» **Set of tasks**:
a: According to the forum thread, which franchise had Paul Walker been having success with?
b: Decide whether each statement agrees with the forum thread: (i) The car in the pictures was a Porsche. (ii) B- one called Paul Walker a poor actor. (iii) Osage_Winter's wife saw the pictures online.
c: Reproduce the part of the forum thread that opens with the words containing "You guys hear" and closes with "a total mess.".

» **Reading passage**:
# Paul Walker Dead at 40...



## Osage_Winter (Apr 8, 2010)

You guys hear about this? And the new _Fast and Furious_ was already in production...


----------



## B- one (Jan 13, 2013)

Sad to hear about this he was a decent actor. Just saw some pics of the car it was a total mess.


----------



## Osage_Winter (Apr 8, 2010)

I know Brandon...I couldn't BELIEVE it when I heard...it still seems surreal to me, like Michael Jackson and James Gandolfini...:rolleyesno:

This is a truly sad case though...he was so young and was making nice success off the _Fast and the Furious_ franchise. When my wife described the pictures of the burned Porsche after she saw them online all I could think was that it was better for him that he DIDN'T survive something like that because he'd NEVER be the same...:rolleyesno:


----------



## Osage_Winter (Apr 8, 2010)

Just goes to show you how you can be here one day and gone the next...it's all when we're called to that big gate in the sky...


----------



## pddufrene (Mar 14, 2013)

Coordinate annotation entries
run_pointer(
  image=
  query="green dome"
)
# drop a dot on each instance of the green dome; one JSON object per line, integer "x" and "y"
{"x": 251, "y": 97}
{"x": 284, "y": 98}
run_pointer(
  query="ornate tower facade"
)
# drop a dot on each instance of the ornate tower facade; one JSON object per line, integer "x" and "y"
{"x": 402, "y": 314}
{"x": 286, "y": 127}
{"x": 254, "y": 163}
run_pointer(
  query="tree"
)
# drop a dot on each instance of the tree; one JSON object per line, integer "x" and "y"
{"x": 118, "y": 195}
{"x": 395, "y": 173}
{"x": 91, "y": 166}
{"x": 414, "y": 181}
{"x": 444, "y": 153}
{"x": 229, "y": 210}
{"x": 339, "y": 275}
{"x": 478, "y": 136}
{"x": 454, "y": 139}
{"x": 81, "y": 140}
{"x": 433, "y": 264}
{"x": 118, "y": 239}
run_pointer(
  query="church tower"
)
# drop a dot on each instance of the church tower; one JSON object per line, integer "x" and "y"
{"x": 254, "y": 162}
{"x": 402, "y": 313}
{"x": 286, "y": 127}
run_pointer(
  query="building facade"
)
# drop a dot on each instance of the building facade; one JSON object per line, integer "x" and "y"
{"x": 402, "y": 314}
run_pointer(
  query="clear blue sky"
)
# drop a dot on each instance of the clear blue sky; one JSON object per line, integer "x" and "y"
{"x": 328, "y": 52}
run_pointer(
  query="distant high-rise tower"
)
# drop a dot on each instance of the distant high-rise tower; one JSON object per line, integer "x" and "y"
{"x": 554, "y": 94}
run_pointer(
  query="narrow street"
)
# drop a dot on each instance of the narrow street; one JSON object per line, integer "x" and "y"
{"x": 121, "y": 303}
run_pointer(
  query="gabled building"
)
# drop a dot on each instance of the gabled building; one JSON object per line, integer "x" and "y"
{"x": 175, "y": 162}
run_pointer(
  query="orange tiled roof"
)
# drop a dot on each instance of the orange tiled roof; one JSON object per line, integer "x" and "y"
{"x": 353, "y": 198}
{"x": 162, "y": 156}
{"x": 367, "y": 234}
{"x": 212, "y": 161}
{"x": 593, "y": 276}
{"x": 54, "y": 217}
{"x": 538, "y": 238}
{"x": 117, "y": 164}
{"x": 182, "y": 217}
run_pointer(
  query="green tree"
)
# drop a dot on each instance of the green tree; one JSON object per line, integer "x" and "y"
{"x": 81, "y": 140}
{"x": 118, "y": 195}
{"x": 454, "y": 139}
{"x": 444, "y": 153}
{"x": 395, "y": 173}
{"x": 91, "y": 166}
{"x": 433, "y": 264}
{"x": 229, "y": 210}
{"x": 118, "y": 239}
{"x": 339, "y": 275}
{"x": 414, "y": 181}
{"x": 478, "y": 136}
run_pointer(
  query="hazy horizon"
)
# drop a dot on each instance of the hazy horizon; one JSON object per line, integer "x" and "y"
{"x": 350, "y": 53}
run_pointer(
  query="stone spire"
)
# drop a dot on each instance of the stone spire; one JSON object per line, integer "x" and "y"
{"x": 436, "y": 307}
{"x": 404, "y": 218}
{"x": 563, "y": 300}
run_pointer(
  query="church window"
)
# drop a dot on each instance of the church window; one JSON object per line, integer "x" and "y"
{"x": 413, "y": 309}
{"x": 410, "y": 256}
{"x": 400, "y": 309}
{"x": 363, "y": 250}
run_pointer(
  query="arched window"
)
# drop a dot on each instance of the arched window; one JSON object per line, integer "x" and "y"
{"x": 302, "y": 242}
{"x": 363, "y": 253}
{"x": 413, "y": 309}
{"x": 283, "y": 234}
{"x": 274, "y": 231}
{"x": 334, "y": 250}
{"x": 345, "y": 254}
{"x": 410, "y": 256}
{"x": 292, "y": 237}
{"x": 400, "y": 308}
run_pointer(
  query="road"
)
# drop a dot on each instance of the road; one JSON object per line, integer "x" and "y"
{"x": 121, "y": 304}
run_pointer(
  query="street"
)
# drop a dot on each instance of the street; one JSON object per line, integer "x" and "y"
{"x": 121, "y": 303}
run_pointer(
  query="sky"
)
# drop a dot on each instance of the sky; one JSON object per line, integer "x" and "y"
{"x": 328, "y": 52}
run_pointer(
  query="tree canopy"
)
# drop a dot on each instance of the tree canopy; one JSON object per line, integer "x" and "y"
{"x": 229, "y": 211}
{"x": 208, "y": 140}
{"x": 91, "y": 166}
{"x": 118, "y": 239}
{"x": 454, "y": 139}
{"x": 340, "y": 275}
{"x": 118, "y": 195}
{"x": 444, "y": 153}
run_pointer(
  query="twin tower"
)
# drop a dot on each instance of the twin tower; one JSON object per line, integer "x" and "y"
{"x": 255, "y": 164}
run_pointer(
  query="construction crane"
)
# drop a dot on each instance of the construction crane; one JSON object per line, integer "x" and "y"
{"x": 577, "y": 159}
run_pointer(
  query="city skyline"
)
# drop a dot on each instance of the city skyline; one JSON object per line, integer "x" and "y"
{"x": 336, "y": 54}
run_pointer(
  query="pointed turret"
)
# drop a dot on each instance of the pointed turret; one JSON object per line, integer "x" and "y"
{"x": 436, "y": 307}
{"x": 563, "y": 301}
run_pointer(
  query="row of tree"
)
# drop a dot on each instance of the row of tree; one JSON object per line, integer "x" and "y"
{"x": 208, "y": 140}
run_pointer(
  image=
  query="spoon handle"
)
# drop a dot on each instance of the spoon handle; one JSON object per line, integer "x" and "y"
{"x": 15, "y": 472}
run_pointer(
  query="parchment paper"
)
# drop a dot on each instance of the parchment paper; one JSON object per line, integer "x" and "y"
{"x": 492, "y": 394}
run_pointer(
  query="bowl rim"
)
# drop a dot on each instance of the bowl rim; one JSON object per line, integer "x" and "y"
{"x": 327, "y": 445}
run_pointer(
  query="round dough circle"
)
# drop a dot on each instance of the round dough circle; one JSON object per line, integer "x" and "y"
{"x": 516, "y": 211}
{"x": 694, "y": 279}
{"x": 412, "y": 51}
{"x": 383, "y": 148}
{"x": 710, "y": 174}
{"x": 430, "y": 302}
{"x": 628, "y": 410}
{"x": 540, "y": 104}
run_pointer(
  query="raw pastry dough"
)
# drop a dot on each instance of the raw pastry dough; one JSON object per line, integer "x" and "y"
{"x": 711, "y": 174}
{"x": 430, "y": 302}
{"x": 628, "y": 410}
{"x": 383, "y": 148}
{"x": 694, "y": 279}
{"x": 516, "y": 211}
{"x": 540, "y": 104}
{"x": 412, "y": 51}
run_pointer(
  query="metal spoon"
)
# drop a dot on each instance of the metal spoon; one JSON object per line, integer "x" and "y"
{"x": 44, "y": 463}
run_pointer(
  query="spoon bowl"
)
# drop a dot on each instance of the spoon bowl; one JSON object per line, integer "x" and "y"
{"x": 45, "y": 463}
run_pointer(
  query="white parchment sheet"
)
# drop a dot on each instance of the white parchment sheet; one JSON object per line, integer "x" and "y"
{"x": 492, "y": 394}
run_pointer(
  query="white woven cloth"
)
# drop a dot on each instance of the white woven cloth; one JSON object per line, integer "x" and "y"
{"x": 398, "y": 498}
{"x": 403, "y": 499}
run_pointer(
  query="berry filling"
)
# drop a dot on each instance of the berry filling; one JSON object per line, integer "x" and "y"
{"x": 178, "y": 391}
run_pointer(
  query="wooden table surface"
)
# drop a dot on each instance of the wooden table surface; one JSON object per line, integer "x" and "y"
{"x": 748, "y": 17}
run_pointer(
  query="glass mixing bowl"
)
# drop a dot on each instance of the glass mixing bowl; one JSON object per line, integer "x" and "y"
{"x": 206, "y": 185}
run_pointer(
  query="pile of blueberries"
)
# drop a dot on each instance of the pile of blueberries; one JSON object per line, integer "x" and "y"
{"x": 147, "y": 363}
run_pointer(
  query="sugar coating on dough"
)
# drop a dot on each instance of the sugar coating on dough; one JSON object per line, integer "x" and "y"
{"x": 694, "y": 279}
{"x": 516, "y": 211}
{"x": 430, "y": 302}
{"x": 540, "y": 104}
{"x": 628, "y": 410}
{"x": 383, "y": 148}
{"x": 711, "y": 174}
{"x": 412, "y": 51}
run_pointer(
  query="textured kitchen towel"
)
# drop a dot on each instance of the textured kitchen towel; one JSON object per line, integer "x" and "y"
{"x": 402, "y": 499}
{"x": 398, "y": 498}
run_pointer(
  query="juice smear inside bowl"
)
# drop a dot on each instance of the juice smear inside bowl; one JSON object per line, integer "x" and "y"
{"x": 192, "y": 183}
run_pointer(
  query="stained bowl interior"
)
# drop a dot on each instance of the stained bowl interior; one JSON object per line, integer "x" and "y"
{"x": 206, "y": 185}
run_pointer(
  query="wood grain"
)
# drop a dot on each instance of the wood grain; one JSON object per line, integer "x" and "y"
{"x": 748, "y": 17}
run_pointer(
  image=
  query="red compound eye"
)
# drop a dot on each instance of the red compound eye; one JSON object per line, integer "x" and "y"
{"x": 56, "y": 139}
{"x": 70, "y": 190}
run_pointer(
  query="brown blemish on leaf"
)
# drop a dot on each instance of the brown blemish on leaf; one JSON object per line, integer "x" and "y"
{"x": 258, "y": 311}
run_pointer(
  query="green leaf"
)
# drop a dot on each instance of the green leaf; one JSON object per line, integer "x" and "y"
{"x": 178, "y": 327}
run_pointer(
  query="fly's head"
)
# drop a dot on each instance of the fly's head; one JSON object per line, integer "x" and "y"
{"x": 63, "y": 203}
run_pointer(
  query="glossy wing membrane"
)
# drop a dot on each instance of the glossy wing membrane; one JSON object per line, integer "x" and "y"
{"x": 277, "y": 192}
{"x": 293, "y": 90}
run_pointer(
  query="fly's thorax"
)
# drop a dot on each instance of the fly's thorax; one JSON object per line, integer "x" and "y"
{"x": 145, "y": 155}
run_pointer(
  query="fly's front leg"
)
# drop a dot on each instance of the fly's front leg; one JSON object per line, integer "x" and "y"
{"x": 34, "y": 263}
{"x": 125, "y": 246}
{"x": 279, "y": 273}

» **The responses**:
a: The Fast and the Furious franchise.

b:
(i) Yes: "the pictures of the burned Porsche"
(ii) No: "he was a decent actor"
(iii) Yes: "after she saw them online"

c:
You guys hear about this? And the new _Fast and Furious_ was already in production...


----------



## B- one (Jan 13, 2013)

Sad to hear about this he was a decent actor. Just saw some pics of the car it was a total mess.